Instructions
[1] In the Hollie Gazzard Trust page, copy the passage between "Statistics from the" and "of this behaviour.", inclusive, substituting "incomplete picture" for "partial picture".
[2] According to the Hollie Gazzard Trust page, how many times has the Hollie Guard App been loaded?
[3] Write the next part of the Hollie Gazzard Trust page, continuing from its final sentence.

Text under study
South West Community Benefit Fund: Hollie Gazzard Trust

About this project

The aim of the Hollie Gazzard Trust is to support people who are, or who might be, victims of domestic abuse.

The organisation is a registered charity established in 2014 following the murder of 20-year-old Hollie Gazzard by her partner. Her family wishes to raise awareness of domestic abuse, stalking and knife crime with the goal of keeping young people safe and to strengthen communities in Gloucester.

The organisation delivers, among other things, a series of educational programmes on domestic abuse, stalking, and helps to promote healthy relationships in schools and colleges. They also have accredited training programmes including Working without Fear which supports businesses and organisations to identify and deal with domestic abuse, stalking and coercion.

In 2015 with the help of Lottery funding they developed the Hollie Guard App which transforms smartphones into an advanced personal safety device. You just need to shake the screen and tap on the phone to create an alert. This app has now been loaded 250,000 times. They have also accessed funding to enable people, who cannot afford the upgrade of this programme, which provides a professional monitoring service, to have this additional service free of charge.

Statistics from the Police state that 2.4 million adults aged 16-74 have experienced domestic abuse in the last year – the Hollie Gazzard Trust believes this only shows a partial picture of this behaviour.

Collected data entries

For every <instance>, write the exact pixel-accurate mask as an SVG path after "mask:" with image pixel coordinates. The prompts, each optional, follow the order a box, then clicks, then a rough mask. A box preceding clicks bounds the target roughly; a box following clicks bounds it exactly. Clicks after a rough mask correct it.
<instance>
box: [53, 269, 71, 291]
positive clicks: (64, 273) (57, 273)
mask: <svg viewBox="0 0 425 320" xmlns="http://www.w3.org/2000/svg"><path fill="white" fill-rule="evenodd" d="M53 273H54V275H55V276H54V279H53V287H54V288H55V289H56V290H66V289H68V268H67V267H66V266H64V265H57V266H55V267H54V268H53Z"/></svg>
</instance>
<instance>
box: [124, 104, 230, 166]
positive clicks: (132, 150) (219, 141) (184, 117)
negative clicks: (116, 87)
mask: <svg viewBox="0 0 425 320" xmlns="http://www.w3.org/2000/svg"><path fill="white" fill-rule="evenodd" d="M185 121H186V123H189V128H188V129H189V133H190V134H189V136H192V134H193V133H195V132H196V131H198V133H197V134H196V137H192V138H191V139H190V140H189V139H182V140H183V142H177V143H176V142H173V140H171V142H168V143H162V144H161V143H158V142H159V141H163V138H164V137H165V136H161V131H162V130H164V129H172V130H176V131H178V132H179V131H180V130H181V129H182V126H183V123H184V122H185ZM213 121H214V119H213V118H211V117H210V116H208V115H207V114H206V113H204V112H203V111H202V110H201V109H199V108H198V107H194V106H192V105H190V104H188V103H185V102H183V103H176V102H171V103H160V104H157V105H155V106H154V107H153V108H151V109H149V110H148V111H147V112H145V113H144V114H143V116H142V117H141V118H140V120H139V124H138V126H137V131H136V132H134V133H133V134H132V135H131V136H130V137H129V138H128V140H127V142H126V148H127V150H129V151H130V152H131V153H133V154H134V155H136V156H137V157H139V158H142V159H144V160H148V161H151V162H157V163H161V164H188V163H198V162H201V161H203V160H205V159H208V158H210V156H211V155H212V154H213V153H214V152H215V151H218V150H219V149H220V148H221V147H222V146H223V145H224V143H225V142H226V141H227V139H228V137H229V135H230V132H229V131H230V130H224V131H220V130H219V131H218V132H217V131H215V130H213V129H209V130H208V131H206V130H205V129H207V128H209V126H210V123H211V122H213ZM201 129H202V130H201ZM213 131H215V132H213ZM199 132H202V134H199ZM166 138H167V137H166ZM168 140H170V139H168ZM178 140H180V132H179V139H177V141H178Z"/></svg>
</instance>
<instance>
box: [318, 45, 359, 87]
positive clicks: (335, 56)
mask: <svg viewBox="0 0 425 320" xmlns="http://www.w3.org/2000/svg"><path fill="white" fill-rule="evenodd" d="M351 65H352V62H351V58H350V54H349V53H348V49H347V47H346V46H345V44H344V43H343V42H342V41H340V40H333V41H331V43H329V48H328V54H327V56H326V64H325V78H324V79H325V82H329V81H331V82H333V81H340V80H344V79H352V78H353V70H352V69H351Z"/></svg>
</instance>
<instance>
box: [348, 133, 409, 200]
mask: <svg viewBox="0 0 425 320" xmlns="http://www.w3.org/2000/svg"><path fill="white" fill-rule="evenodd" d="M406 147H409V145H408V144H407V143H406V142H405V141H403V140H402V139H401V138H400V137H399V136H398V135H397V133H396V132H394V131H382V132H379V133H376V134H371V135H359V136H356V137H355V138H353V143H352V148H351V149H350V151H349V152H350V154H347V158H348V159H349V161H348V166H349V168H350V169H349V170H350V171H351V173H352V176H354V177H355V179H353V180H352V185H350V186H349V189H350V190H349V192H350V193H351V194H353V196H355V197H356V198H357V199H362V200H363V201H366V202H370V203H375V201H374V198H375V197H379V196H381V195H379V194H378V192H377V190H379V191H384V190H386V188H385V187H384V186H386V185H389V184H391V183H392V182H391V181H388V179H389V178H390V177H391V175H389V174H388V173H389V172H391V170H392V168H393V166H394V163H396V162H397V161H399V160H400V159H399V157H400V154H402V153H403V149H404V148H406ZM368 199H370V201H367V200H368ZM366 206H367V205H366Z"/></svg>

Outputs in order
[1]
Statistics from the Police state that 2.4 million adults aged 16-74 have experienced domestic abuse in the last year – the Hollie Gazzard Trust believes this only shows a incomplete picture of this behaviour.

[2] 250,000 times.

[3]
Request for funding

The requested grant was for the organisation to run six training sessions, the aim of the workshops is to provide healthy relationships and they include stalking or coercive control workshops in schools in Gloucestershire. The funding enabled six half day workshops to be delivered by professional trainers and each workshop has 30 attendees. In total, the workshops provided worked with 180 young people over six months.

 

Meeting the aims of the fund

This organisation has sprung from a tragic event which badly affected everyone who knew Hollie. The family have been determined that something good should come from this. They have worked tirelessly to develop this now very effective organisation that had developed training programmes for young people and valuable safety apps for those at risk.

It meets the criteria of the programme by investing in the future of particularly young people for the benefit of the wider community in a very difficult field.

 

The purpose of the fund

SWPA work with our members and South West Community Matters to distribute grants of up to £1,000 to local projects and causes.

The overall aim of the programme is to increase community facilities and community benefits particularly for those most in need, in local communities.

The focus will be on activities that enable people from diverse backgrounds to become engaged in their neighbourhoods and communities and to support those organisations that are bringing about real change to the lives of the people who live in those communities.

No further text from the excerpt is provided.